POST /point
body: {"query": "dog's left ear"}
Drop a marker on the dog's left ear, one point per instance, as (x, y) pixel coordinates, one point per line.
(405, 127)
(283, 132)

+--

Using the material above, please reproduce each line exactly.

POST /point
body: {"query": "dog's left ear"}
Drop a marker on the dog's left ear, one point per instance, as (x, y) pixel coordinates, one point per line.
(405, 127)
(283, 132)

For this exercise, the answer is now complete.